== Selected text

AMC launches its newest unscripted series, The Pitch, with a sneak preview of the premiere episode, featuring SUBWAY® restaurants, on Sun., Apr. 8 at 11/10c following the award-winning series Mad Men and The Killing. The eight-part unscripted series will then return on Monday, Apr. 30 with a new episode featuring Waste Management at 9/8c, followed by an encore showing of the premiere in its regular time slot at 10/9c. The Pitch SUBWAY® restaurants episode will also be available on AMCTV.com, iTunes and YouTube following its sneak peek.

Executive produced by Eli Holzman, Stephen Lambert, Phil Lott, Brien Meagher and Aaron Saidman from Studio Lambert (Undercover Boss, Project Runway), The Pitch chronicles the incredible lengths, intense stakes and tight deadlines top advertising agencies encounter when they take aim at a major new piece of business. The series follows the best creative shops as they prepare campaigns knowing that in the end, it all comes down to the pitch. Real competition, major stakes and an incredible ticking clock are all elements of this docu-style series.

"The Pitch was born out of a desire to look for non-fiction series that present characters and story in a grounded and authentic way, and take us into inherently dramatic worlds that have yet to be explored," said Joel Stillerman, Executive Vice President of Original Programming for AMC. "Advertising is really the idea business, but with incredibly high stakes; and Studio Lambert has captured, in a very feature doc style, just how hard it is to come up with a great idea, only to walk into a room and have it all ride on The Pitch."

"Stephen and I are thrilled to have The Pitch join the roster of exceptional series on AMC," said Holzman. "The competition to win new business in advertising is incredibly intense and our goal is to provide audiences with a behind-the-scenes look at the compelling and dramatic pitch process. With encouragement from AMC, we fielded one of the finest filmmaking teams we have ever assembled to give this series a unique look and style. It is one of our proudest achievements."

Brands featured in The Pitch include

SUBWAY restaurants
Waste Management
C. Wonder
One Hour Heating & Air Conditioning
Benjamin Franklin Plumbing
Mister Sparky
Frangelico/Campari America
JDRF
Autograph Collection
popchips.

Competing for their business are agencies including The Ad Store, Bandujo, BooneOakley, Bozell, Conversation, DIGO, FKM, Jones Advertising, Kovel/Fuller, McKinney, Muse Communications, SK+G, The Hive, WDCW and WOMENK!ND.

====

_Required actions_
1. Summarize the announcement above in two sentences.
2. List every executive producer of The Pitch named in the announcement above.

== Recorded data

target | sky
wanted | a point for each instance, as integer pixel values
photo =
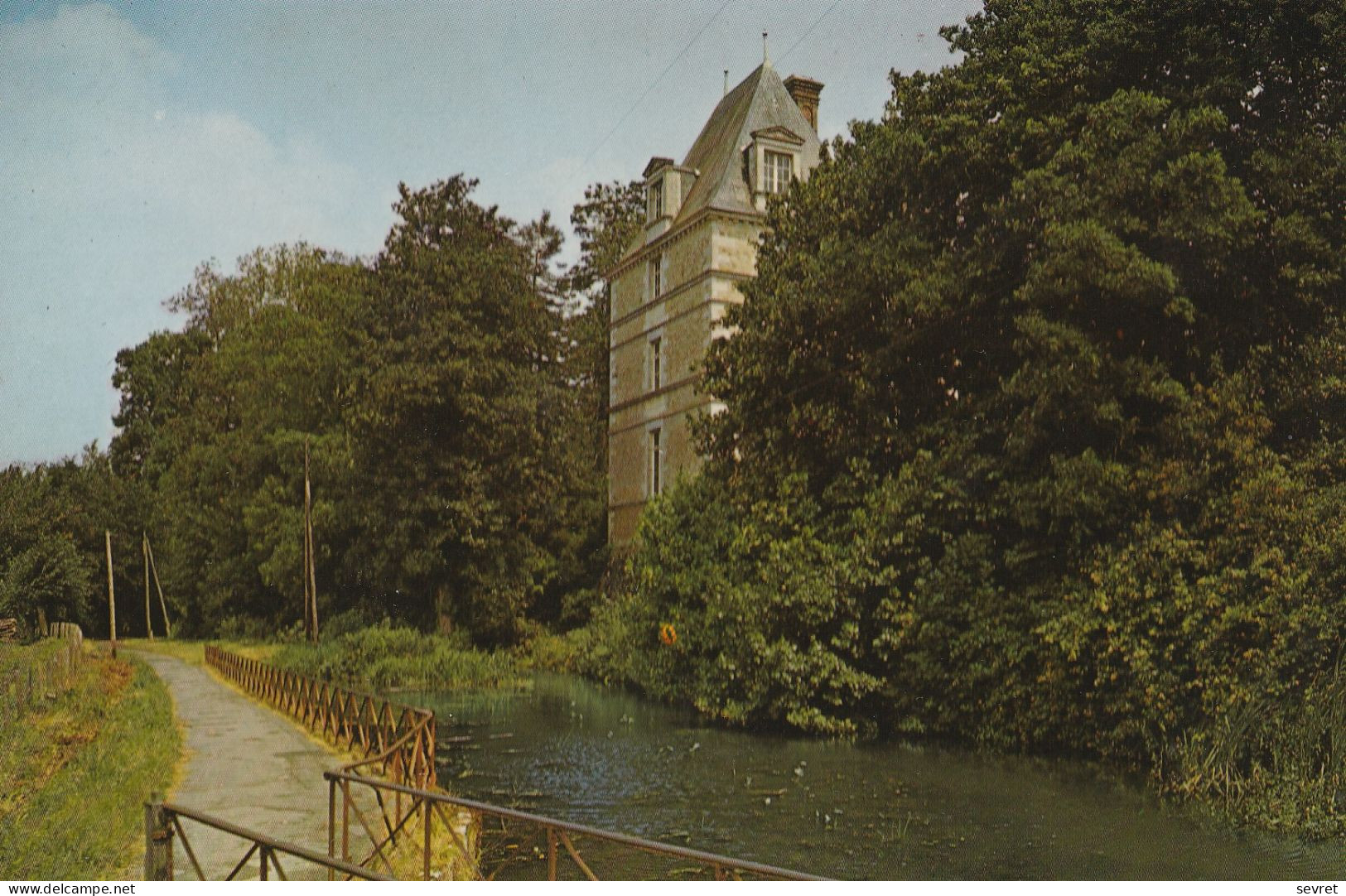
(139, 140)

====
== Recorded data

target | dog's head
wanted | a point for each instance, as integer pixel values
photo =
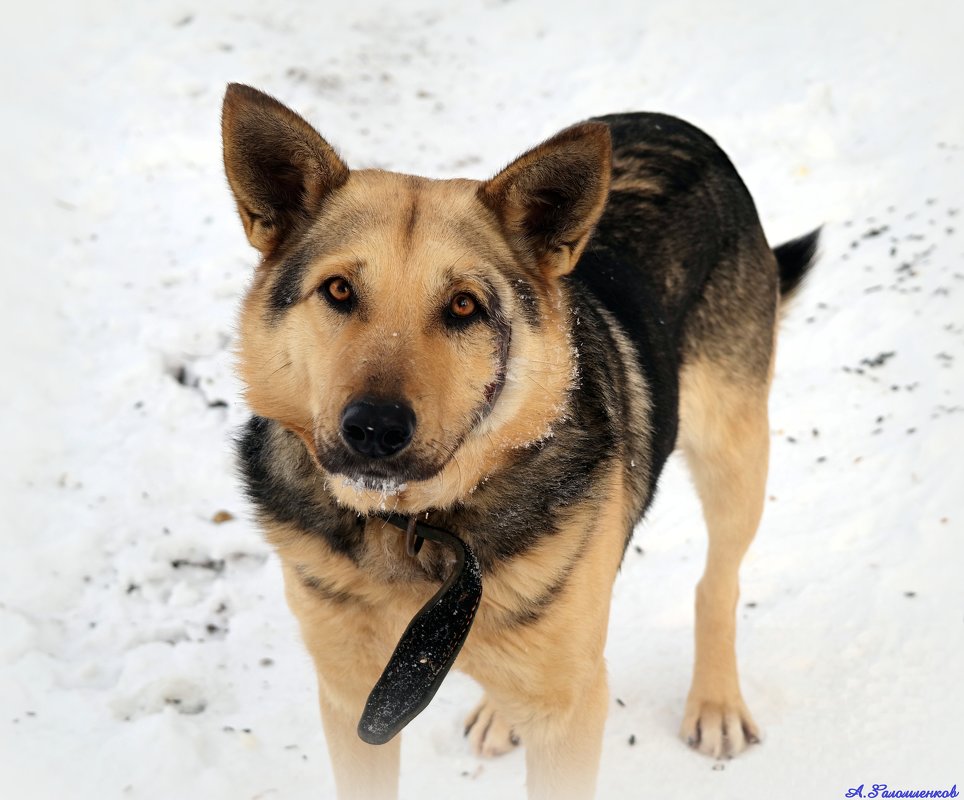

====

_Answers in order_
1. AMC is launching The Pitch, an eight-part unscripted series, with a sneak preview of its SUBWAY® restaurants premiere on Sunday, April 8, and the series returns on Monday, April 30 with an episode featuring Waste Management. Produced by Studio Lambert, the docu-style series follows top advertising agencies as they prepare campaigns and compete for major new business, with brands such as C. Wonder, JDRF and popchips among those featured.

2. Eli Holzman, Stephen Lambert, Phil Lott, Brien Meagher, Aaron Saidman